• [Document excerpt]
-=-=-

At the dawn of biochemistry nobody ever paid any attention to such trifles. A mere hundredth of thousandth of a per cent was really nothing to speak of, the more so that at that time such small quantities could not even be determined. As engineering and analysis methods progressed scientists began to find more and more elements in living matter. However, for a long time the role of microelements remained unknown. Even today, though chemical analysis enables determination, of millionths and even hundred-millionths of a per cent of impurities in practically any sample, the importance of many microelements for the vital activities of plants and animals has not yet been established.

But there are some things that have been established. For instance, it is known that various organisms contain such elements as cobalt, boron, copper, manganese, vanadium, iodine, fluorine, molybdenum, zinc, and even... radium. Yes, radium, though in trace amounts.

Incidentally, about 70 chemical elements have been detected so far in the human organism and there are grounds to believe that the human body contains the whole Periodic System. Moreover, each element plays a certain definite part. There is even an opinion that many disorders are due to a disturbance of the microelemental equilibrium in the organism.

-=-=-

• [Assignment 1]
From the microelements passage, extract the stretch from "But there are" through "in the organism.".
• [Assignment 2]
According to the microelements passage, roughly how many chemical elements have been detected in the human organism so far?
The data below come from a separate source.

-=-=-

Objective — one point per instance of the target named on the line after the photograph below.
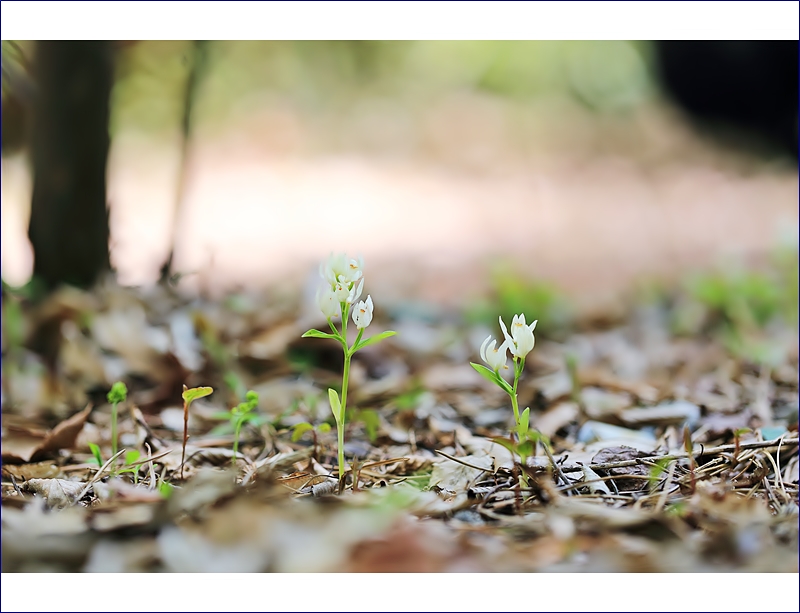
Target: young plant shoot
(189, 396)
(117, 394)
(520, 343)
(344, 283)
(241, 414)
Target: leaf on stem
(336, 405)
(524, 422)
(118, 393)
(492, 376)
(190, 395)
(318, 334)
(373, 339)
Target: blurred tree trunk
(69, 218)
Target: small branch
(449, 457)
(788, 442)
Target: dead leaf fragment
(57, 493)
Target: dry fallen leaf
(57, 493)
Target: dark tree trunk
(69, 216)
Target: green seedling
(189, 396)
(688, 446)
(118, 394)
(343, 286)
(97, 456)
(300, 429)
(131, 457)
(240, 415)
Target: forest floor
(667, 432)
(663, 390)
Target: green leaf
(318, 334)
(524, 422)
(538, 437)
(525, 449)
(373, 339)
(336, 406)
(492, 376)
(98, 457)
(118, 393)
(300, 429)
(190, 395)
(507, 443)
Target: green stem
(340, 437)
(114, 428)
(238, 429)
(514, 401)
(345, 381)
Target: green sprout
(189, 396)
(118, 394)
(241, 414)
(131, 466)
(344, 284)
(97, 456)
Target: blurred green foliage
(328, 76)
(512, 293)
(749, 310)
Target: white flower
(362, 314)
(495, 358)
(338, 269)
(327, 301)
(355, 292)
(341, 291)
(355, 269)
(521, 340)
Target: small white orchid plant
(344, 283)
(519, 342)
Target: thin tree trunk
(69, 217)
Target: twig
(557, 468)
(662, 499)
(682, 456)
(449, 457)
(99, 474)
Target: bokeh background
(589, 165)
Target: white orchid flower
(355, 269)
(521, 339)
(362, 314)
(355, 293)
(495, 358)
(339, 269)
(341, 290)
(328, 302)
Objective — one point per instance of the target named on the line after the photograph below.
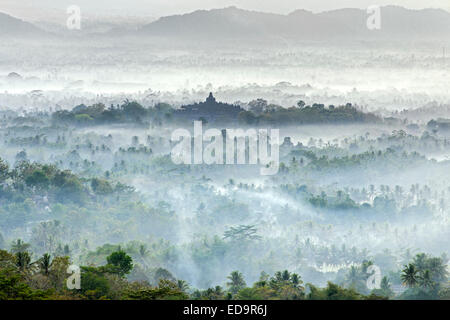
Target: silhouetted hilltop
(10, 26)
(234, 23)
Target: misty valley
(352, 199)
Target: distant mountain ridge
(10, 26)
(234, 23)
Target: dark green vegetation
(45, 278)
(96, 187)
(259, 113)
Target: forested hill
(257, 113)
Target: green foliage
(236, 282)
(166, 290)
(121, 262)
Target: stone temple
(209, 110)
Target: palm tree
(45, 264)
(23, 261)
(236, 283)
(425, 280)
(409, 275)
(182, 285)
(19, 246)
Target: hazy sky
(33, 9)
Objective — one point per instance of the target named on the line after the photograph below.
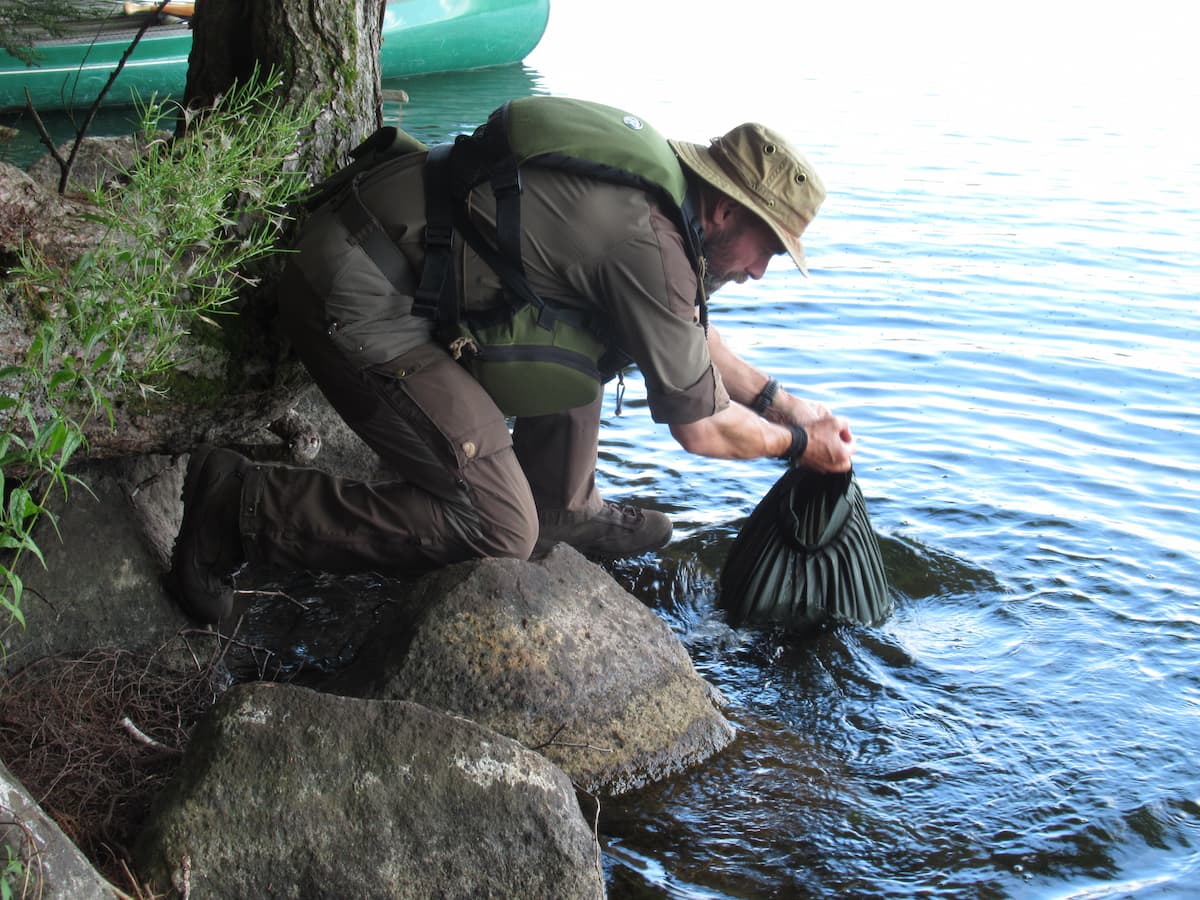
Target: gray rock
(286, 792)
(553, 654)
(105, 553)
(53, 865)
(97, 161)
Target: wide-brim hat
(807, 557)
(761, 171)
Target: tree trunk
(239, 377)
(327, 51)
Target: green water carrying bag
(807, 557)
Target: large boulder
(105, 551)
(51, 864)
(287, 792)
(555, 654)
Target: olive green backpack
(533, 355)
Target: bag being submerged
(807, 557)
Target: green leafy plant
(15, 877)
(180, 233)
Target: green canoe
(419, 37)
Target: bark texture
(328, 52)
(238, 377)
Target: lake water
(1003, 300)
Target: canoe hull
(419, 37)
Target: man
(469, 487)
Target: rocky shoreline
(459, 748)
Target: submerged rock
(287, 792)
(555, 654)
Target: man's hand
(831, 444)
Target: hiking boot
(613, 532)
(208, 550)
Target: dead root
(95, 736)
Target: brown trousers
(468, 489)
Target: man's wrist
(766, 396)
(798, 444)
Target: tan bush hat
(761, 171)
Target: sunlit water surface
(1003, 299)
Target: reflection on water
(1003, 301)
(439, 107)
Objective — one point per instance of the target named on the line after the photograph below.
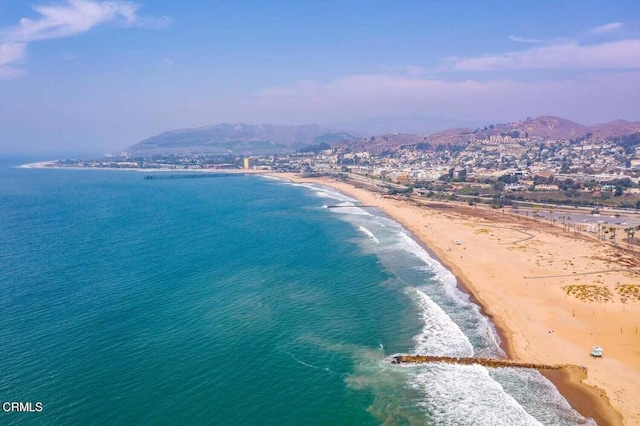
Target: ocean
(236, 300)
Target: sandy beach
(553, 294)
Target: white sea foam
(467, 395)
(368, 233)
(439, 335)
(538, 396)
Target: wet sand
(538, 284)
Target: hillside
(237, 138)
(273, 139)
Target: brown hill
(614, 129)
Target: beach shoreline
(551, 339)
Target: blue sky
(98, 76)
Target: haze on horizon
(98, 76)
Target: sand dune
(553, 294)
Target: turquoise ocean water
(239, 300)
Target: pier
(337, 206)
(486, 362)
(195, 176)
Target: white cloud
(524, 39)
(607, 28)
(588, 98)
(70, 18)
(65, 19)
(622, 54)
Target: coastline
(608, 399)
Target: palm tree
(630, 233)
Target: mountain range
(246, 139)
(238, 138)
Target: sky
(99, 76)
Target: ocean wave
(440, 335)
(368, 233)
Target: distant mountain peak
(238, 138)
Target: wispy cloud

-=-=-

• [Exercise answer 1]
But there are some things that have been established. For instance, it is known that various organisms contain such elements as cobalt, boron, copper, manganese, vanadium, iodine, fluorine, molybdenum, zinc, and even... radium. Yes, radium, though in trace amounts.

Incidentally, about 70 chemical elements have been detected so far in the human organism and there are grounds to believe that the human body contains the whole Periodic System. Moreover, each element plays a certain definite part. There is even an opinion that many disorders are due to a disturbance of the microelemental equilibrium in the organism.

• [Exercise answer 2]
About 70.